Raw data:
Segment Open

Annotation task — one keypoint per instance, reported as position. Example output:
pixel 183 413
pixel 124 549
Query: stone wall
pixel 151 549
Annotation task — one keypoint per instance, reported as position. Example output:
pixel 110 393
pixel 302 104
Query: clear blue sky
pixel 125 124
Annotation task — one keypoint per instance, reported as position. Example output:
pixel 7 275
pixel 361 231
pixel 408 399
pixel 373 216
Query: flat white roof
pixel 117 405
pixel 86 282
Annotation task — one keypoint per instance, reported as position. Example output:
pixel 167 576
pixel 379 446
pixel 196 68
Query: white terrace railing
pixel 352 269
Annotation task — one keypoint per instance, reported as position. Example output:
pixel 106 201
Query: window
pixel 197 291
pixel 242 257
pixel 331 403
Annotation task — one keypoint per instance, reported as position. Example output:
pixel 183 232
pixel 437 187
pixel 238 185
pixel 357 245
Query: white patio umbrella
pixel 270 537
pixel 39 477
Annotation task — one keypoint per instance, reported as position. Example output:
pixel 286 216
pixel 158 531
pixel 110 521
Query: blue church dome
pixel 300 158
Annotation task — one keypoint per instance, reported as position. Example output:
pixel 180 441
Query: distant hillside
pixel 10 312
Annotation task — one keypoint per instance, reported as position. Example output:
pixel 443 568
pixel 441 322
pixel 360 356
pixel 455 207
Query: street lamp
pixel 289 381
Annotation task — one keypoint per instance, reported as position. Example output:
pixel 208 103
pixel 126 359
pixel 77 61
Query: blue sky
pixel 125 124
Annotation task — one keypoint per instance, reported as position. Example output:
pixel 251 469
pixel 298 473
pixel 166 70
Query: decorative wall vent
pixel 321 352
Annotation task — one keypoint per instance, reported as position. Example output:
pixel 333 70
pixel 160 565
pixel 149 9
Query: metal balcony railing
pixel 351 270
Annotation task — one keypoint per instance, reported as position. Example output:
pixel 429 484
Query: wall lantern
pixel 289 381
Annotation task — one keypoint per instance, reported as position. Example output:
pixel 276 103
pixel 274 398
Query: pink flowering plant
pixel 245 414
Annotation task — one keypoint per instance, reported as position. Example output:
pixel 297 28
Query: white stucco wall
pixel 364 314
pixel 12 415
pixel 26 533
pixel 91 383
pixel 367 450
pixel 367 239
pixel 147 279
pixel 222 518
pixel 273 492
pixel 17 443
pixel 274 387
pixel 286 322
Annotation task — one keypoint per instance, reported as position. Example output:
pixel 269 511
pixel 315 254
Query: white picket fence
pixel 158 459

Segment Closed
Segment Open

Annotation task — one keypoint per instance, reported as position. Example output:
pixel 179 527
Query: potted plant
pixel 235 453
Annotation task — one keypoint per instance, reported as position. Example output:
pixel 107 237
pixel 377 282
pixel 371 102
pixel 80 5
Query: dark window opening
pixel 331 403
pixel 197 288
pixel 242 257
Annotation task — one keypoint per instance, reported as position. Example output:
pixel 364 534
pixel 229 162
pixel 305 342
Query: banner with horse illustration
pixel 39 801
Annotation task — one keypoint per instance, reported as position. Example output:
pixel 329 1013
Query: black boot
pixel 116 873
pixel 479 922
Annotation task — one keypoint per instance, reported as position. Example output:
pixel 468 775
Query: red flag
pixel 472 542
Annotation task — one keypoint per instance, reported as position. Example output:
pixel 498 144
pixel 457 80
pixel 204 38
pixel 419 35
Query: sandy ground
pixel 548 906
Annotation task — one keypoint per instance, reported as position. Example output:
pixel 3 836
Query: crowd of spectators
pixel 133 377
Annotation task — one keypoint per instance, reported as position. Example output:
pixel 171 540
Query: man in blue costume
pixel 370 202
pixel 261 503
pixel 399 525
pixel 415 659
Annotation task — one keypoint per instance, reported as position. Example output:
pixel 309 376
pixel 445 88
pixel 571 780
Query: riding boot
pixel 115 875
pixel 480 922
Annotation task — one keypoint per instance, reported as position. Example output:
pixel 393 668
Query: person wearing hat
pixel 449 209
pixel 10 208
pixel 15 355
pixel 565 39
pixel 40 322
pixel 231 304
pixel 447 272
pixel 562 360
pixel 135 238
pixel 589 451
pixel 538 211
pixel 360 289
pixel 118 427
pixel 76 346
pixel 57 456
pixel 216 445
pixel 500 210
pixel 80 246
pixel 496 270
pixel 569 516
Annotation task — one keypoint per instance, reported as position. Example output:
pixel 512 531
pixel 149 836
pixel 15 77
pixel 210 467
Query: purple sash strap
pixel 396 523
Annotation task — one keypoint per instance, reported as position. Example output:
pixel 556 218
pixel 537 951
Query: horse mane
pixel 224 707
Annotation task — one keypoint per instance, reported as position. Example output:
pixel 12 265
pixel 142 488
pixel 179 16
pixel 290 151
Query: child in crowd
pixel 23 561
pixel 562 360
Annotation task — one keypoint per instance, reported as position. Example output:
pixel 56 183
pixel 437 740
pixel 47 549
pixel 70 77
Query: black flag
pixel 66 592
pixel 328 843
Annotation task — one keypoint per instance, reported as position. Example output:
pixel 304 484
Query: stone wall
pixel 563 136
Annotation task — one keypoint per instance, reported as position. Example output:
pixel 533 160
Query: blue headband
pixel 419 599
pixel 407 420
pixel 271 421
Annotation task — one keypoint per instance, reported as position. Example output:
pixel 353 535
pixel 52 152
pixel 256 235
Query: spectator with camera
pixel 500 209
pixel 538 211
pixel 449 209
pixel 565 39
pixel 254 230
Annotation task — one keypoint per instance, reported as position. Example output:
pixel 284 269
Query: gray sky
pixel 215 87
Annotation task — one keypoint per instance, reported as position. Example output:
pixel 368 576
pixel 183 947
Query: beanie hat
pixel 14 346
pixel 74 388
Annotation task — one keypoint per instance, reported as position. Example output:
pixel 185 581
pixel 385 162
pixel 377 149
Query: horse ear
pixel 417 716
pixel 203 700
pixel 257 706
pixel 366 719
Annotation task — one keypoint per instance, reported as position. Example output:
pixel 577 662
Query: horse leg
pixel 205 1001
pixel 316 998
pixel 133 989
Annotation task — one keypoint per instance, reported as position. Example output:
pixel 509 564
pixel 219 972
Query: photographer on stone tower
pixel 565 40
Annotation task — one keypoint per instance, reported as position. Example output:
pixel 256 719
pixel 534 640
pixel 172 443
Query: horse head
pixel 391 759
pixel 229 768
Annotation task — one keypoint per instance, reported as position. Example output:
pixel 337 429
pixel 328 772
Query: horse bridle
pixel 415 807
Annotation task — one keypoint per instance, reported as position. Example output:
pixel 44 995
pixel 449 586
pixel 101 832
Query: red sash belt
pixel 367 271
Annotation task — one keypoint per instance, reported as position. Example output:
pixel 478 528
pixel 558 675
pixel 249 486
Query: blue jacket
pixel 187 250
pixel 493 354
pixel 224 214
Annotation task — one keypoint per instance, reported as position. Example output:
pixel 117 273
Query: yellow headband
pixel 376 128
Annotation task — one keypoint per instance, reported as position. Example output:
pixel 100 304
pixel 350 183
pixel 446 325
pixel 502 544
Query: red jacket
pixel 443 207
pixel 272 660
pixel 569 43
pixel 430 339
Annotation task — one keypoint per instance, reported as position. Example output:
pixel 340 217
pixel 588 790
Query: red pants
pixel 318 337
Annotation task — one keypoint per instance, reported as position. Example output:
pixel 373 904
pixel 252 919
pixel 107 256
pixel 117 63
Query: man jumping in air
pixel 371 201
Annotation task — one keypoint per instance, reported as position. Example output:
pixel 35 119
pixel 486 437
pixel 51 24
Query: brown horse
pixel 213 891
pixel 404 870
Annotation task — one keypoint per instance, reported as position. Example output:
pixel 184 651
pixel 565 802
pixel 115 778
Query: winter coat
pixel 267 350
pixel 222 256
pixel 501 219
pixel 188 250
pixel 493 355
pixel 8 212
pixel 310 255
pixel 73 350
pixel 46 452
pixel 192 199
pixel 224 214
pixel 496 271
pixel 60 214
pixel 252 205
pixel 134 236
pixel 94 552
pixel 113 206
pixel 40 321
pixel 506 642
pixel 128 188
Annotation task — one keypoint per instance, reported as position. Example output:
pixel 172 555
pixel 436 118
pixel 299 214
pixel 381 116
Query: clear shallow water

Segment Closed

Assignment:
Copy out precisely the lines from the line with "pixel 149 836" to the line with "pixel 377 149" in the material above, including those two lines and omitting all the rest.

Answer section:
pixel 149 836
pixel 15 77
pixel 210 467
Query: purple sash strap
pixel 396 523
Annotation task — one keypoint per instance, reported as position. Example output:
pixel 556 218
pixel 537 951
Query: horse mane
pixel 224 707
Annotation task — one keypoint per instance, reported as position. Example output:
pixel 12 265
pixel 142 488
pixel 179 16
pixel 290 151
Query: child in crowd
pixel 23 561
pixel 562 360
Annotation task — one keypoint per instance, reported as position. Example output:
pixel 56 183
pixel 437 740
pixel 47 549
pixel 70 77
Query: black flag
pixel 66 592
pixel 328 843
Annotation task — one keypoint per instance, reported as position. Example output:
pixel 304 484
Query: stone wall
pixel 563 136
Annotation task — one keypoint per instance, reported as position. Example output:
pixel 533 160
Query: blue headband
pixel 419 599
pixel 407 420
pixel 271 421
Annotation task — one keypoint per instance, reported as position. Example output:
pixel 353 535
pixel 52 152
pixel 256 235
Query: spectator with camera
pixel 500 209
pixel 538 211
pixel 449 209
pixel 565 39
pixel 254 230
Annotation task — one keypoint per instance, reported as position. Example output:
pixel 284 269
Query: gray sky
pixel 215 87
Annotation task — one keypoint per instance, reported as position. Example output:
pixel 368 576
pixel 183 947
Query: beanie hat
pixel 14 346
pixel 74 388
Annotation task — one keypoint per instance, reported as position. Example output:
pixel 185 581
pixel 385 162
pixel 377 149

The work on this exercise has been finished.